===== Texto de la página =====

Miles de fragmentos pueden dar sentido a la vida. Suelen estar dispersos, sin encajar uno con otro, aparentemente desiguales, quizá absurdos hasta que el tiempo los ensambla como un todo que da libertad y confianza. Son los retazos que recogemos en el camino, que otras y otros -sin saberlo- van dejando como huellas imborrables. Son la viruta de las guitarras que reparaba mi abuela materna con sus manos, que recuerdo tan tersas mientras trenzaban mis rizos.
Son el temple y el carisma de mi abuela paterna, parada frente a esas cacerolas humeantes que unían a la familia porque evocaban los sabores que heredó del bisabuelo, el errante de la tierra de los cedros; son sus últimas caricias, cálidas sobre mis mejillas cuando me dijo adiós.
Son los pedazos que se desprendieron de la lucha de mi madre, en silencio, armada con la valentía que el cáncer no pudo arrebatarle. Son esos días, tumbada en su cama, en los que era más fuerte que nadie con el soporte infalible de mi padre a su lado. Son piezas de la vivacidad de mi hermana, de carácter determinante, palabra contundente. Y del sacrificio de mi hermano, quien se aventuró al exilio para ser nuestro sustento en momentos grises.
Están los rastros de las tías, tejiendo su destino a la distancia sin olvidar a los suyos, sin dejar de extender los brazos para mantenernos unidos. Se han forjado a sí mismas entre el llanto y el dolor de las cicatrices del agravio, entre la esperanza y sueños que parecen inalcanzables.
Son primas y amigas, mujeres de espíritu enérgico, defensoras de verdades innegables que con su ejemplo arrancan los vendajes de los estereotipos que impiden ver con claridad el camino. Y hay más, de paso fugaz pero marca profunda que por años he esbozado con letras.
Todas son impulso, todas son el grito que rompe los moldes predefinidos para resurgir auténticas, todas son un referente único en una vida hecha de preciados retazos. Es tiempo de esparcir otros retazos que den sentido a la vida de alguien más.

=====

*Enunciado*:
Enumera todas las parientes mujeres que se mencionan en el texto sobre los retazos de la vida.

===== Datos proporcionados =====

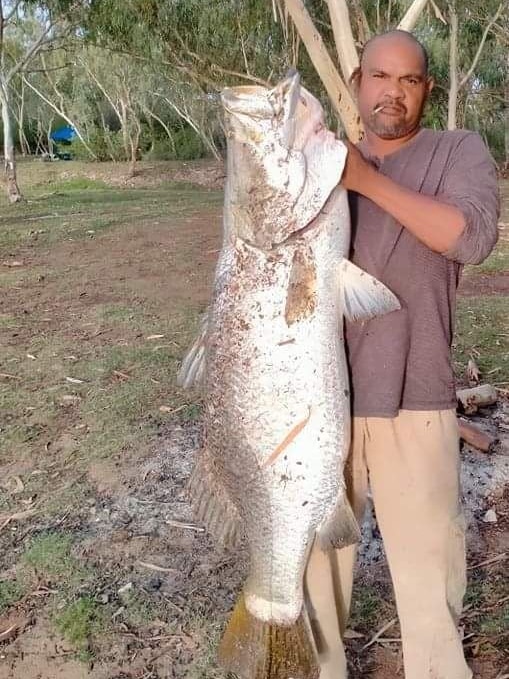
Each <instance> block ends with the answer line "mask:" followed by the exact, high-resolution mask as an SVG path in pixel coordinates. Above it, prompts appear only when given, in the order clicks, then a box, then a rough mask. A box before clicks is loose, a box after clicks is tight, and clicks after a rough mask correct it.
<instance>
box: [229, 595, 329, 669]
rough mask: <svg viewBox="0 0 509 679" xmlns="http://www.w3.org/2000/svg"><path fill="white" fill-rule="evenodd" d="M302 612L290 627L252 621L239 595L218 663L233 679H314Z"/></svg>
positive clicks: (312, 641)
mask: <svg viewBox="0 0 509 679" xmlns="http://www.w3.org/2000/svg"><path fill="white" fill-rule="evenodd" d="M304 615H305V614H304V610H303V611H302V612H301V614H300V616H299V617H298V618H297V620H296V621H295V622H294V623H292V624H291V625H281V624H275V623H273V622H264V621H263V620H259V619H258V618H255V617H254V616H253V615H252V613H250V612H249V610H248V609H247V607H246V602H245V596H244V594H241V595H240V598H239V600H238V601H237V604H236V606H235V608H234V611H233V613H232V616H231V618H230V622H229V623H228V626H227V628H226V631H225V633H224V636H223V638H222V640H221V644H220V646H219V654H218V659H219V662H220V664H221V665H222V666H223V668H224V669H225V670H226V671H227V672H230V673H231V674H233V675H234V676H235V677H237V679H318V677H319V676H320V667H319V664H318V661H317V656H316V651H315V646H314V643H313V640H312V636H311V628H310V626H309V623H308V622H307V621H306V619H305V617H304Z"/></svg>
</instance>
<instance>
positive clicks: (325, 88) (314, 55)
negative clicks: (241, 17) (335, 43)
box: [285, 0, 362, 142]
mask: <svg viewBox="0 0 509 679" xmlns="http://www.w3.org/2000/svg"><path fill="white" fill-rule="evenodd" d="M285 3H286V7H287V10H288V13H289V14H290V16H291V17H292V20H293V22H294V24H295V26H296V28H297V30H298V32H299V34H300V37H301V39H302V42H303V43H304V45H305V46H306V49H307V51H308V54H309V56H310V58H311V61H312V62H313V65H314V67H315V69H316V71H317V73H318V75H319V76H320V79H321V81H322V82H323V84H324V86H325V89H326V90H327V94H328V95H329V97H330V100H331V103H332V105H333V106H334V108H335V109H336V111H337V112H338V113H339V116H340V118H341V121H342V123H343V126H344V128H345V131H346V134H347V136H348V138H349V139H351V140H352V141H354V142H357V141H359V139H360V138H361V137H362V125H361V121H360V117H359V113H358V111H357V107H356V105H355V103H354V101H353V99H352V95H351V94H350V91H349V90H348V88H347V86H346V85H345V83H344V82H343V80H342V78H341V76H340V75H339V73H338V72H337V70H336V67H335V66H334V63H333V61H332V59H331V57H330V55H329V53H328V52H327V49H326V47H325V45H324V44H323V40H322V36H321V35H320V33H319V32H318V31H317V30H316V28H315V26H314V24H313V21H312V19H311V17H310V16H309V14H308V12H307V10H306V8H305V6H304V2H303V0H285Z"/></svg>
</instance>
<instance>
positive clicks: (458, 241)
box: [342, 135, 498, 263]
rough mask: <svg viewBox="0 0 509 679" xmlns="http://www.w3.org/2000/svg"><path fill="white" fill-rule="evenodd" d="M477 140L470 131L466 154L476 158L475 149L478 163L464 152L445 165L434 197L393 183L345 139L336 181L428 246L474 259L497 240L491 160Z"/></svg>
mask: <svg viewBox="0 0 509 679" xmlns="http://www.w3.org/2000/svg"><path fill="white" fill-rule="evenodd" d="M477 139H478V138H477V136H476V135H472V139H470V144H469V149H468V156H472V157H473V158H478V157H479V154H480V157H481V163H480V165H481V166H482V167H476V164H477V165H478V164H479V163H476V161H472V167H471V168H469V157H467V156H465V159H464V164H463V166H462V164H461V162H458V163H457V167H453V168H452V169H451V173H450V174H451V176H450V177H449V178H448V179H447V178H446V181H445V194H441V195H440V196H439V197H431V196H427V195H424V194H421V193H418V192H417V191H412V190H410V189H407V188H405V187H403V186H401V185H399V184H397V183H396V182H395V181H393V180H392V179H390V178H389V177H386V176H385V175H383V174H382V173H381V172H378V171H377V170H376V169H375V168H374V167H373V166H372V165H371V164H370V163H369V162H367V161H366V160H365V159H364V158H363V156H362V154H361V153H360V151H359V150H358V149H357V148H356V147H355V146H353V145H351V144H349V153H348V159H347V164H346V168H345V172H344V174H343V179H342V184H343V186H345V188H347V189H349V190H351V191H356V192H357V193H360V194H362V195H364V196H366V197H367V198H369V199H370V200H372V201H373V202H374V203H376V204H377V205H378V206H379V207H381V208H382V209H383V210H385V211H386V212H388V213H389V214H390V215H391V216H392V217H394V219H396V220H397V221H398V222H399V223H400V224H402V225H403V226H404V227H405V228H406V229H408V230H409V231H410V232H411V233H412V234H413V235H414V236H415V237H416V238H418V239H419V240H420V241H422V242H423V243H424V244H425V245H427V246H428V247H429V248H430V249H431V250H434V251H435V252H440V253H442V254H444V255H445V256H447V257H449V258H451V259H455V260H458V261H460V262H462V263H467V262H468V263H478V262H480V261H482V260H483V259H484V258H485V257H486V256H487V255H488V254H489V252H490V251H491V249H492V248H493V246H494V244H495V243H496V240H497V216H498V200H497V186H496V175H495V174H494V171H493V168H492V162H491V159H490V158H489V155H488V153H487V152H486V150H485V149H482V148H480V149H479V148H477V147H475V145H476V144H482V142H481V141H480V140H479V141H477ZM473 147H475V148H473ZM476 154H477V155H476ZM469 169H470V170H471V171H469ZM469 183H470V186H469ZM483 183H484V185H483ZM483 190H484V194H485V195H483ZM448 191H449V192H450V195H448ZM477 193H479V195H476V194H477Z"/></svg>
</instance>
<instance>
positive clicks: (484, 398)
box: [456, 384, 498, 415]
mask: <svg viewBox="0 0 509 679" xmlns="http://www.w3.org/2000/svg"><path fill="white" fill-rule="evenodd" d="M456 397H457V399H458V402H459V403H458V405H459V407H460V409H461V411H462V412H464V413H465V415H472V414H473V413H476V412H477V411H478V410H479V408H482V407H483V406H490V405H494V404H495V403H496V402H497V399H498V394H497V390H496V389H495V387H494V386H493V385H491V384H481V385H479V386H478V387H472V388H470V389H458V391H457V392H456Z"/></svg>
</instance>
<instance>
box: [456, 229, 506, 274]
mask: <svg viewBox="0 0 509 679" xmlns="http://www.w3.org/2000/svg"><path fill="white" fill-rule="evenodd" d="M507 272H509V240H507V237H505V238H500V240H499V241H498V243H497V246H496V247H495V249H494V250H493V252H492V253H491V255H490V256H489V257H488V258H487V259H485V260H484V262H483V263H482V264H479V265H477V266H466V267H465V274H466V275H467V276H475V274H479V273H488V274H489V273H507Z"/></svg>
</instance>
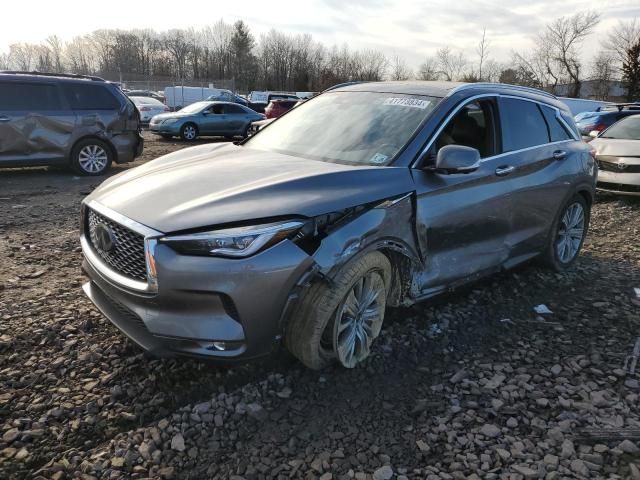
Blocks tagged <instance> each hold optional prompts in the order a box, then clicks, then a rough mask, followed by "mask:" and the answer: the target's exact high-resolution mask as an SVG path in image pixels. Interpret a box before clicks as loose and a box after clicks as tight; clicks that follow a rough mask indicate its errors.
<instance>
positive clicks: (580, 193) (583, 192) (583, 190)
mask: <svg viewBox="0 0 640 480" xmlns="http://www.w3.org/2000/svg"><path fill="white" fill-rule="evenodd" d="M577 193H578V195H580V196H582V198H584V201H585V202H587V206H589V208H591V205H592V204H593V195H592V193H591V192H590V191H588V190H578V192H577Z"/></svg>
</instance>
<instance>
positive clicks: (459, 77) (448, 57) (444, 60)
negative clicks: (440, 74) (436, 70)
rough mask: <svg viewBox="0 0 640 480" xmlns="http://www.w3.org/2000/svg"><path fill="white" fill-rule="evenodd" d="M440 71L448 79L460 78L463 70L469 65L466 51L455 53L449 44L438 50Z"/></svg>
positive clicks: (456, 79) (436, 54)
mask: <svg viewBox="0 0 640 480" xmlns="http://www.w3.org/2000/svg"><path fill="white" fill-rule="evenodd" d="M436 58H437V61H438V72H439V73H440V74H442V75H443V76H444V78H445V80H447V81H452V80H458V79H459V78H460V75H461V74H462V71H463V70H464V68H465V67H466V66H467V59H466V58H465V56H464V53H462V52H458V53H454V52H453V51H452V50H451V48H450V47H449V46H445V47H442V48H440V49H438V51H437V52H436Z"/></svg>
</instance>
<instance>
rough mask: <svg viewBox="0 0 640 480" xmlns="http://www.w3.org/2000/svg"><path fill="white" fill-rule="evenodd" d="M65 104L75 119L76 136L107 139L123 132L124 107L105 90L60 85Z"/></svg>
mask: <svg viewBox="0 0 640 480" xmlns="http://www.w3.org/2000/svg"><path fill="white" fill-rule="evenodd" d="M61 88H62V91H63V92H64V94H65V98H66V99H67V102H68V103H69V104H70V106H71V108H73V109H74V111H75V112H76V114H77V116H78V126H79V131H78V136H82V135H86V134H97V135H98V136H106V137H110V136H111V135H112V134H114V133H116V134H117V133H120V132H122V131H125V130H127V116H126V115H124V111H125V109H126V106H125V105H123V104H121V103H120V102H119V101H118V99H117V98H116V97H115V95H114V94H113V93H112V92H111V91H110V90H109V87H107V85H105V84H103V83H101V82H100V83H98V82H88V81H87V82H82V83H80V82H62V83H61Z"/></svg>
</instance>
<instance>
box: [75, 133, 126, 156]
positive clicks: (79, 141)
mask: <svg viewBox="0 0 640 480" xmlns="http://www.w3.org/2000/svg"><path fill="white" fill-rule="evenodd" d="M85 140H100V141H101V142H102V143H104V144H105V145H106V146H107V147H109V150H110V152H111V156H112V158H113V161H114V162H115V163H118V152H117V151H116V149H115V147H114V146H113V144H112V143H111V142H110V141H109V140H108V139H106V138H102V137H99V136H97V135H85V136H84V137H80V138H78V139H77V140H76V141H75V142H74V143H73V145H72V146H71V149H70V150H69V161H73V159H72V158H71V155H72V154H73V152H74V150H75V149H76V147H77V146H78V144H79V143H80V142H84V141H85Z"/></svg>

=====

*Solución*:
abuela materna, abuela paterna, madre, hermana, tías, primas